··· TEXT PASSAGE

Food’s good though, and they have that online video trivia game on the big screen.
Early September brings the Atlantic Fringe Festival to Halifax, and ever since we missed the Adelaide Fringe Festival by a few weeks I’ve been wanting to see one of these independent theatre hoe-downs. We stop off at the Khyber Center for the Arts on Barrington looking for tickets, but find only theatre workshops and misspelled fire escapes. A number of downtown buildings have been commandeered for the festival, and we find our tickets to the one-man play Kitchen about a block uphill from the Khyber. It starts to drizzle as we head back downhill.
At the bottom of the hill we find the Maritime Museum of the Atlantic, a site I’d marked off in the Fodor’s guidebook. Another high-class museum, it sports exhibits chronicling the Atlantic convoys assembled here in World War II, the awful Halifax Explosion in World War I, and the peacetime exploits of Theodore Tugboat. Turns out the children’s show was modelled on Halifax harbor, and the show’s sets and ship characters are on display near the museum entrance.
Upstairs there’s a large Titanic exhibit, fitting since Halifax played a major part in the rescue effort. On display is the only deckchair recovered from the wreck.

······

**WORK REQUEST A**
Rewrite the Halifax passage from "Upstairs there’s a" to "from the wreck.", replacing "deckchair" with "lifeboat".
**WORK REQUEST B**
According to the Halifax passage, which festival comes to Halifax in early September?
The entries have nothing to do with the Halifax passage.

··· SUPPLIED ENTRIES

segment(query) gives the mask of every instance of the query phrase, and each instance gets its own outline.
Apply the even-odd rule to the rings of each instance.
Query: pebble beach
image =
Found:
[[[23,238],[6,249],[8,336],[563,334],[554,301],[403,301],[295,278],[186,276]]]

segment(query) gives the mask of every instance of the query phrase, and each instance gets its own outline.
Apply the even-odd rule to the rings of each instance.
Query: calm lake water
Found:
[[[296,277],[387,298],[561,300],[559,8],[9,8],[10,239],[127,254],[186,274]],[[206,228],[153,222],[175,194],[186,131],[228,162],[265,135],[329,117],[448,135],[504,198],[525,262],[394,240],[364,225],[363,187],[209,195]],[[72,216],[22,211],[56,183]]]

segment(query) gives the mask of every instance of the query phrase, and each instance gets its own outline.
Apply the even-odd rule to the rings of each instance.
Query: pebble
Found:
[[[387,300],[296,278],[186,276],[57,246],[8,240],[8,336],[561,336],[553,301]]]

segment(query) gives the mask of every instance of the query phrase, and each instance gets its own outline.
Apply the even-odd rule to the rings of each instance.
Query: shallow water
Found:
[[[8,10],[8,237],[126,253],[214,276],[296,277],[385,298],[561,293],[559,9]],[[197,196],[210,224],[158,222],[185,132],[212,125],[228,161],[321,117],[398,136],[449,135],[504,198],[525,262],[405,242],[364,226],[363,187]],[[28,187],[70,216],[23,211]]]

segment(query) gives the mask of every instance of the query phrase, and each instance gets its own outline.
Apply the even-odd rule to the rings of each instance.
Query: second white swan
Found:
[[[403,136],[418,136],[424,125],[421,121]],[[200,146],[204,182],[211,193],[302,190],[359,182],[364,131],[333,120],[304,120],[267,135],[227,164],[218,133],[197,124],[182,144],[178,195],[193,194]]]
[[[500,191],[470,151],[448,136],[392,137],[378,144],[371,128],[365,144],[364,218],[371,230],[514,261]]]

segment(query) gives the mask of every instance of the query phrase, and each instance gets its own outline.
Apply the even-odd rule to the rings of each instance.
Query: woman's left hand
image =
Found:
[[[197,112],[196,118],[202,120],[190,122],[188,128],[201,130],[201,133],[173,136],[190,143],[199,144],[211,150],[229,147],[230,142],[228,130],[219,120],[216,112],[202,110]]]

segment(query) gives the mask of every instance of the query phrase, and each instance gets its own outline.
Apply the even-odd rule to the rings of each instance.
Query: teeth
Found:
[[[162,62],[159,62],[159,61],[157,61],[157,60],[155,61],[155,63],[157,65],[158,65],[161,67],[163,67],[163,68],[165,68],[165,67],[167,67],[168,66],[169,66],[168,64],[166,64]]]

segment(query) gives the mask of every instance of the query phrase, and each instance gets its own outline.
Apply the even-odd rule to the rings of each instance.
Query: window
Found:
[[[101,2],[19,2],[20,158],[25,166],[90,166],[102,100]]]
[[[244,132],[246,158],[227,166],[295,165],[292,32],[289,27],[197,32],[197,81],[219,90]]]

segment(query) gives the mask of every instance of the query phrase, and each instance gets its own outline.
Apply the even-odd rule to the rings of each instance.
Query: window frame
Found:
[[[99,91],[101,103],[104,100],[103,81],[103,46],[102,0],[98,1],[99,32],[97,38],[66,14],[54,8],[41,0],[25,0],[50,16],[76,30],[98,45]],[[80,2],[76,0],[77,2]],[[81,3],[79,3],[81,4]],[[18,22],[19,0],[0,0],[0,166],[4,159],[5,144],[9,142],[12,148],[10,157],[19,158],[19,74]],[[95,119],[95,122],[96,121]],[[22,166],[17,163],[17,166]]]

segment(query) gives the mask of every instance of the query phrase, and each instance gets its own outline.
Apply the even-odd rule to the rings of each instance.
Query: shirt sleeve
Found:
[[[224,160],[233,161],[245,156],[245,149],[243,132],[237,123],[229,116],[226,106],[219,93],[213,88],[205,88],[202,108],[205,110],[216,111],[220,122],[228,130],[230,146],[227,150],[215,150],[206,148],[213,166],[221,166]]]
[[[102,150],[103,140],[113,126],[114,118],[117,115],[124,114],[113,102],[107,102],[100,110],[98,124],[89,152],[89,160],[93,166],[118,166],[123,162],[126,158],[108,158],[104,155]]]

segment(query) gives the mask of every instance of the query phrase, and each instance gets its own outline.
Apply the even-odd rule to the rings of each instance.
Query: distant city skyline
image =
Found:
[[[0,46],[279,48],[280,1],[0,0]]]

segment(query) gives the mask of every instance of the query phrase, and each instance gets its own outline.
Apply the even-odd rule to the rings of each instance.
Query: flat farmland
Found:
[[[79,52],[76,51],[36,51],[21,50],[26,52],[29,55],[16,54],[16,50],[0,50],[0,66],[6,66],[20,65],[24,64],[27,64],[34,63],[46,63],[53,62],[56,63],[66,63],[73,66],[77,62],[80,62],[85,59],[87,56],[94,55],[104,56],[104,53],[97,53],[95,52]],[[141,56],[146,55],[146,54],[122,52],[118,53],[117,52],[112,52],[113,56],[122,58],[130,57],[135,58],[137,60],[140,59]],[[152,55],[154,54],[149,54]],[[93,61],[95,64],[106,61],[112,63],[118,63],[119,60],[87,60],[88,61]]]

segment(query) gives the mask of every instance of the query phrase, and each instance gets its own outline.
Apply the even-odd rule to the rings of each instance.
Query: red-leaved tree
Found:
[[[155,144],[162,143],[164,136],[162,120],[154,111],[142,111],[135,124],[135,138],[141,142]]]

······

**WORKED SOLUTION A**
Upstairs there’s a large Titanic exhibit, fitting since Halifax played a major part in the rescue effort. On display is the only lifeboat recovered from the wreck.

**WORKED SOLUTION B**
The Atlantic Fringe Festival.